▸ **PAGE EXTRACT**
══════
Updating clusters can be complex. When there's a problem, you have to determine which alerts are unimportant, which logs to focus on, and work to pinpoint the real issue behind the issue. To make the update process smoother and more transparent, the Red Hat OpenShift team has developed a new tool: oc adm update status
. This new command helps you obtain detailed information about the state of your cluster during an update. And the functionality, initially available in the oc command-line tool, is set to evolve into a full-fledged API provided by the cluster itself.
Technology preview in Red Hat OpenShift 4.16
The oc adm upgrade status
command debuts as a technology preview in Red Hat OpenShift 4.16. This new subcommand is entirely client-side in its current version; you only need the 4.16 oc binary. It's safe to use in production environments as it only reads data without modifying any configurations.
How to Use oc adm upgrade status
To use this new feature, you must first enable it by setting the OC_ENABLE_CMD_UPGRADE_STATUS
environment variable to true
:
export OC_ENABLE_CMD_UPGRADE_STATUS=true
Then run the command during an update:
$ oc adm upgrade status
= Control Plane =
Assessment: Progressing
Completion: 12%
Duration: 12m5s
Operator Status: 33 Healthy
Control Plane Nodes
NAME ASSESSMENT PHASE VERSION EST MESSAGE
ip-10-0-30-217.us-east-2.compute.internal Outdated Pending 4.14.0 ?
ip-10-0-53-40.us-east-2.compute.internal Outdated Pending 4.14.0 ?
ip-10-0-92-180.us-east-2.compute.internal Outdated Pending 4.14.0 ?
= Worker Upgrade =
= Worker Pool =
Worker Pool: worker
Assessment: Excluded
Completion: 0%
Worker Status: 3 Total, 3 Available, 0 Progressing, 3 Outdated, 0 Draining, 3 Excluded, 0 Degraded
Worker Pool Nodes
NAME ASSESSMENT PHASE VERSION EST MESSAGE
ip-10-0-20-162.us-east-2.compute.internal Excluded Paused 4.14.0 -
ip-10-0-4-159.us-east-2.compute.internal Excluded Paused 4.14.0 -
ip-10-0-99-40.us-east-2.compute.internal Excluded Paused 4.14.0 -
= Update Health =
SINCE LEVEL IMPACT MESSAGE
- Warning Update Stalled Outdated nodes in a paused pool 'worker' will not be updated
Run with --details=health for additional description and links to related online documentation
The command provides the following information:
- Control plane: Shows the progress, completion percentage, and health status of operators
- Worker upgrade: Details on worker nodes, including their current state and any issues affecting their upgrade process
- Update health: Offers insights into the health of the update process, highlighting any critical issues and providing actionable advice
Here's example output when the control plane nodes are updated first during an OpenShift update:
= Control Plane =
Assessment: Progressing
Completion: 97%
Duration: 1h58m50s
Operator Status: 28 Healthy, 1 Unavailable, 4 Available but degraded
Control Plane Nodes
NAME ASSESSMENT PHASE VERSION EST MESSAGE
ip-10-0-30-217.us-east-2.compute.internal Outdated Pending 4.14.0-rc.3 ?
══════
▸ **RECORDED INFORMATION**
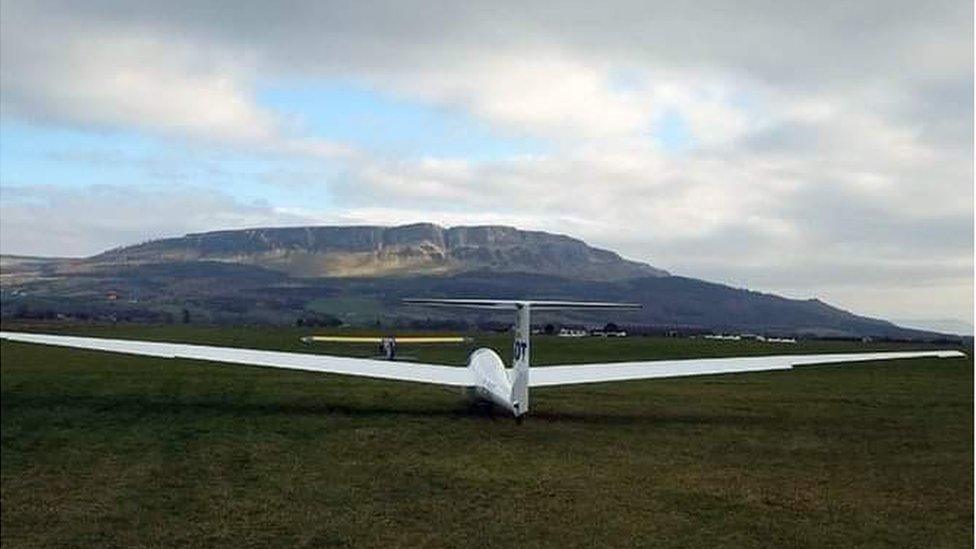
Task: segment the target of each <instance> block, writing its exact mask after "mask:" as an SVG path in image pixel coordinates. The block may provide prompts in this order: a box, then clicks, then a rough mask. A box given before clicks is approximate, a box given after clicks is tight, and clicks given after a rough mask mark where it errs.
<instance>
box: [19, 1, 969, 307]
mask: <svg viewBox="0 0 976 549" xmlns="http://www.w3.org/2000/svg"><path fill="white" fill-rule="evenodd" d="M2 10H3V17H2V32H0V41H2V44H0V46H2V47H0V72H2V78H0V85H2V86H0V87H2V90H0V91H2V94H0V104H2V108H3V112H4V116H5V117H8V116H13V117H17V118H26V119H29V120H33V121H42V122H45V123H50V124H54V125H59V124H60V125H80V126H83V127H93V128H99V127H123V128H125V129H130V130H133V129H134V130H136V131H145V132H154V133H157V134H162V135H170V136H175V137H177V138H179V139H193V140H196V142H197V143H199V144H200V146H201V148H206V147H208V146H214V147H216V146H226V144H228V143H229V144H232V146H234V147H237V148H240V149H243V150H248V151H253V154H254V155H255V156H257V157H266V156H269V155H279V156H280V155H285V156H287V155H297V156H302V157H312V158H328V159H332V160H335V159H339V167H338V168H336V169H335V170H331V169H329V170H326V169H322V170H319V169H317V167H316V166H304V165H303V166H302V167H301V169H300V170H297V171H294V170H293V171H287V170H286V171H283V172H280V173H276V174H271V175H269V174H260V175H258V176H257V177H259V178H263V179H265V180H267V181H272V180H274V181H276V182H275V183H273V184H274V185H276V188H279V189H281V188H287V189H297V188H300V187H304V188H315V187H321V189H322V190H321V192H322V193H323V194H326V195H327V197H328V203H329V204H330V209H328V210H326V211H320V210H317V209H315V208H314V206H309V208H308V210H307V211H304V212H296V210H287V211H286V210H283V209H281V207H280V206H275V205H265V206H262V207H259V206H254V205H248V204H246V203H241V202H240V201H237V200H235V199H234V198H233V196H234V190H233V189H232V188H223V187H221V188H220V189H219V190H217V191H208V192H215V193H217V195H215V196H220V197H221V198H220V199H219V200H218V199H212V201H211V202H210V204H211V206H210V207H212V208H214V210H215V211H218V212H227V213H226V216H227V217H225V218H220V217H215V218H212V219H210V220H209V221H208V220H206V218H204V217H199V218H197V217H193V216H190V217H191V218H192V219H196V220H197V221H193V223H191V224H192V225H194V226H195V227H196V226H197V225H199V226H200V228H222V226H221V224H222V223H223V224H228V223H229V224H231V225H233V226H241V224H242V223H243V222H244V221H246V220H253V221H255V222H260V224H268V223H279V222H280V223H291V222H292V221H298V220H301V219H319V220H321V219H335V220H354V221H359V222H371V223H375V222H388V223H394V222H406V221H439V222H443V223H447V224H455V223H513V224H517V225H519V226H523V227H526V228H534V229H545V230H555V231H558V232H563V233H570V234H573V235H575V236H580V237H583V238H586V239H588V240H591V241H593V242H594V243H596V244H600V245H603V246H607V247H612V248H615V249H619V250H621V251H622V252H623V253H624V254H625V255H627V256H630V257H632V258H634V259H640V260H647V261H649V262H651V263H653V264H656V265H658V266H661V267H664V268H667V269H669V270H671V271H673V272H677V273H684V274H688V275H697V276H704V277H707V278H713V279H718V280H724V281H729V282H733V283H736V284H740V285H744V286H755V287H758V288H761V289H767V290H780V291H786V292H789V293H791V295H798V296H810V295H827V296H828V297H830V296H834V297H836V298H837V299H840V300H842V303H844V304H850V305H854V306H856V307H857V308H859V309H860V310H864V311H867V312H875V313H878V312H881V313H884V312H885V311H889V310H890V311H893V312H894V311H896V310H897V311H898V312H897V314H898V315H899V316H906V317H918V316H920V315H923V316H932V317H936V316H939V317H941V316H944V315H945V314H946V313H945V311H951V314H953V315H956V316H971V304H972V277H971V267H972V262H973V251H972V246H973V240H972V223H973V210H972V202H973V187H972V180H973V152H972V151H973V141H972V130H973V127H972V120H973V110H972V108H973V107H972V93H973V87H972V81H973V49H972V42H973V27H972V20H973V17H972V16H973V6H972V3H971V2H963V1H959V0H938V1H936V2H927V3H919V2H909V1H907V0H905V1H901V0H899V1H896V2H894V3H892V2H887V1H886V2H881V1H880V0H859V1H858V2H854V3H850V2H849V3H843V4H836V5H825V4H818V3H810V2H798V1H791V2H778V3H770V2H760V1H758V0H756V1H746V2H737V3H735V4H734V5H733V4H729V3H728V2H722V1H718V0H715V1H702V2H694V3H681V2H671V3H663V4H662V3H657V4H653V5H652V4H648V3H647V2H638V1H628V0H621V1H613V2H605V3H601V5H600V9H594V6H593V4H592V2H575V1H570V2H560V3H559V4H558V6H556V5H548V6H547V5H546V4H543V3H530V4H526V3H524V2H519V3H515V2H490V3H478V2H465V3H454V4H450V5H438V6H436V7H435V6H432V5H431V4H429V3H426V2H421V1H411V0H407V1H400V2H301V1H289V2H284V3H275V4H266V5H248V6H246V7H243V6H241V5H240V4H238V3H227V4H222V3H219V2H212V3H207V4H200V3H198V2H189V1H186V2H184V1H172V2H165V3H159V2H140V1H134V2H126V3H122V4H120V3H115V2H108V1H105V2H102V1H98V0H96V1H92V2H85V3H77V2H58V1H42V2H31V3H26V2H23V3H22V2H16V1H8V2H4V3H3V5H2ZM38 36H42V37H43V39H41V40H38V39H37V37H38ZM290 79H291V81H302V80H303V79H304V80H306V81H315V80H316V79H319V80H323V81H352V82H354V83H355V84H356V85H358V86H362V87H365V88H368V89H375V90H377V91H379V92H381V93H384V94H392V95H395V96H397V97H398V98H400V99H402V100H404V101H407V102H411V103H412V104H416V105H420V106H428V107H429V108H432V109H442V108H447V109H455V110H460V111H463V112H465V113H467V114H470V115H473V116H474V117H476V118H477V119H478V120H480V121H482V122H484V123H485V124H487V125H488V126H490V127H491V128H496V129H498V130H499V131H501V132H505V133H506V134H515V135H523V134H524V135H531V136H537V137H541V138H542V139H544V140H546V141H547V143H548V144H551V146H550V147H546V148H545V150H546V153H545V154H537V155H525V156H520V155H513V156H511V157H509V158H504V159H501V160H490V161H476V160H472V159H469V158H463V157H461V158H443V157H434V156H428V157H426V158H421V159H409V158H398V157H395V156H394V157H389V156H386V155H380V154H378V153H372V152H371V151H369V150H361V151H352V150H351V149H350V148H348V147H346V146H344V145H342V144H341V143H334V142H330V141H325V140H321V139H318V138H316V137H315V136H313V135H308V134H306V133H304V131H305V130H304V129H303V128H305V127H306V126H304V125H303V124H302V123H301V121H300V120H299V121H297V122H296V123H293V122H294V121H291V120H289V119H288V118H285V117H283V116H281V115H279V114H278V113H276V112H274V111H272V110H271V109H269V108H266V107H263V106H261V105H260V104H259V103H257V102H256V101H255V99H254V93H253V89H255V85H256V84H257V83H260V82H274V81H289V80H290ZM664 120H672V121H675V120H676V121H678V123H679V124H680V126H681V127H682V128H683V129H684V131H686V132H687V134H688V138H687V143H686V146H684V147H678V148H677V149H680V150H672V149H669V147H667V146H666V145H667V143H666V142H665V141H666V139H667V138H666V136H663V135H661V134H662V132H663V130H662V129H661V128H662V127H663V126H666V124H664V123H663V122H662V121H664ZM418 131H423V129H422V128H419V129H418ZM299 172H302V173H304V172H308V173H310V174H312V175H311V176H301V177H300V178H301V179H302V181H301V182H293V181H292V182H286V184H284V185H282V184H281V182H280V181H279V180H280V179H281V178H282V177H287V174H288V173H299ZM336 172H338V174H339V175H333V174H335V173H336ZM320 173H321V174H326V175H325V176H323V177H319V175H318V174H320ZM283 174H284V175H283ZM198 183H201V182H199V181H198ZM201 184H202V183H201ZM32 189H33V190H32V191H31V192H34V193H36V195H35V196H34V198H32V199H31V200H32V201H24V200H21V199H19V198H17V197H16V196H13V195H10V193H9V192H5V194H4V196H3V199H2V201H0V205H2V206H3V207H4V208H5V210H4V212H5V216H7V215H8V213H7V212H12V213H13V217H11V219H15V220H16V219H20V220H21V221H20V223H21V225H18V226H17V227H19V228H18V229H17V231H18V233H15V234H14V236H9V237H8V236H7V235H4V236H5V238H8V239H13V240H10V242H13V241H14V240H17V239H20V240H22V241H24V242H27V241H28V240H29V239H31V238H34V237H33V236H28V235H29V231H28V230H27V227H29V226H30V222H29V220H28V214H27V212H28V211H34V212H35V213H37V212H41V213H43V212H45V211H47V210H44V208H50V210H49V214H50V215H61V216H64V213H63V212H65V211H67V208H69V207H74V202H72V200H74V201H78V200H81V199H80V198H79V197H77V196H75V197H74V198H72V199H71V200H68V198H66V197H64V196H61V195H59V194H58V193H59V192H60V191H57V190H55V189H50V188H40V187H35V188H32ZM181 192H183V191H181ZM221 193H222V194H221ZM48 195H50V200H49V201H48V202H44V201H41V202H40V203H38V202H37V200H40V198H41V197H43V196H48ZM11 196H13V198H11ZM157 198H159V199H160V200H163V197H161V196H160V197H157ZM173 200H176V199H175V198H174V199H173ZM176 202H178V200H177V201H176ZM204 202H207V201H206V200H204ZM218 203H226V204H225V205H224V206H222V207H218V206H217V204H218ZM10 204H12V206H11V205H10ZM38 204H41V205H38ZM44 204H47V205H44ZM228 204H229V205H228ZM92 207H94V206H92ZM187 207H189V206H187ZM30 208H33V210H30ZM38 208H40V209H38ZM190 211H195V210H192V209H191V210H190ZM18 212H20V213H18ZM58 212H60V213H58ZM108 213H109V214H111V212H108ZM18 215H19V216H20V217H17V216H18ZM235 216H236V217H235ZM106 220H109V221H106V223H107V224H109V225H111V224H114V225H115V226H118V227H123V228H125V230H124V231H122V232H120V233H117V234H113V233H111V232H110V231H109V229H108V226H106V227H105V229H104V231H105V232H100V230H96V229H90V230H89V229H87V228H84V227H83V228H82V229H79V231H80V233H79V234H87V235H101V236H92V237H91V238H89V239H87V240H86V242H88V243H87V244H83V243H81V241H77V242H76V245H77V246H78V247H79V249H83V250H85V253H88V252H89V251H92V247H93V244H91V242H96V241H97V242H100V243H104V244H105V245H115V244H119V243H122V242H127V241H131V238H124V237H125V235H133V234H134V233H133V231H134V230H135V225H128V224H127V223H129V222H128V221H126V220H124V219H117V218H113V217H112V216H111V215H109V216H108V217H106ZM112 220H114V221H112ZM4 222H5V223H8V222H7V221H6V220H4ZM73 222H74V223H76V224H84V223H88V224H89V225H91V226H94V222H89V221H84V223H83V222H82V221H80V220H74V221H73ZM133 222H134V221H133ZM204 225H206V227H204ZM11 226H12V225H9V224H6V225H5V227H11ZM184 226H186V224H183V223H182V222H177V221H173V220H164V219H161V220H160V221H159V223H157V224H155V225H153V227H154V228H153V229H152V230H153V231H156V232H160V231H171V232H174V233H179V232H180V231H184V230H185V229H184V228H183V227H184ZM194 230H196V229H194ZM5 232H6V233H8V234H10V233H11V231H5ZM63 232H64V239H65V240H64V241H63V242H61V243H60V244H59V243H58V241H56V240H55V239H53V238H52V239H49V240H47V241H45V242H46V244H45V243H43V242H39V241H31V243H32V244H37V245H38V246H41V245H45V246H57V249H62V250H63V249H67V248H69V247H70V245H69V244H68V243H70V242H74V241H73V240H71V238H72V237H71V230H69V229H67V228H65V229H64V231H63ZM20 233H22V234H20ZM110 236H112V237H119V240H118V241H114V242H108V240H109V237H110ZM12 245H13V244H7V246H12ZM18 246H19V245H18ZM22 247H23V248H25V249H26V248H28V247H29V246H27V244H26V243H25V244H24V245H23V246H22ZM37 249H45V248H43V247H42V248H37ZM52 249H53V248H52ZM967 272H968V273H969V274H968V275H967V274H966V273H967ZM927 296H928V297H927ZM926 303H929V304H928V305H926ZM916 307H917V308H920V311H922V312H919V313H917V314H916V313H914V312H909V313H906V312H905V311H903V309H910V308H916Z"/></svg>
══════
Write the next part of the OpenShift update status page, starting right after its last line. The material has no connection to the OpenShift update status page.

ip-10-0-53-40.us-east-2.compute.internal Outdated Pending 4.14.0-rc.3 ?
ip-10-0-92-180.us-east-2.compute.internal Outdated Pending 4.14.0-rc.3 ?
This next example shows the worker nodes updating after the control plane has updated during an OpenShift update:
= Worker Upgrade =
= Worker Pool =
Worker Pool: worker
Assessment: Degraded
Completion: 39%
Worker Status: 59 Total, 46 Available, 5 Progressing, 36 Outdated, 12 Draining, 0 Excluded, 7 Degraded
Worker Pool Nodes
NAME ASSESSMENT PHASE VERSION EST MESSAGE
build0-gstfj-ci-prowjobs-worker-b-9lztv Degraded Draining 4.16.0-ec.2 ? failed to drain node: <node> after 1 hour ...
build0-gstfj-ci-prowjobs-worker-b-bg9f5 Degraded Draining 4.16.0-ec.2 ? failed to drain node: <node> after 1 hour ...
build0-gstfj-ci-prowjobs-worker-b-mrxwn Degraded Draining 4.16.0-ec.2 ? failed to drain node: <node> after 1 hour ...
build0-gstfj-ci-tests-worker-b-4h7pn Degraded Draining 4.16.0-ec.2 ? failed to drain node: <node> after 1 hour ...
build0-gstfj-ci-tests-worker-b-jv5bg Degraded Draining 4.16.0-ec.2 ? failed to drain node: <node> after 1 hour ...
build0-gstfj-ci-tests-worker-b-kj6gk Degraded Draining 4.16.0-ec.2 ? failed to drain node: <node> after 1 hour ...
build0-gstfj-ci-tests-worker-c-dcz9p Degraded Draining 4.16.0-ec.2 ? failed to drain node: <node> after 1 hour ...
build0-gstfj-ci-tests-worker-c-jq5rk Unavailable Updated 4.16.0-ec.3 - Node is unavailable
build0-gstfj-ci-tests-worker-c-2kz4m Progressing Draining 4.16.0-ec.2 +30m
build0-gstfj-ci-tests-worker-c-55hpj Progressing Draining 4.16.0-ec.2 +30m
...
Omitted additional 49 Total, 22 Completed, 46 Available, 3 Progressing, 27 Outdated, 3 Draining, 0 Excluded, and 0 Degraded nodes.
Pass along --details=nodes to see all information.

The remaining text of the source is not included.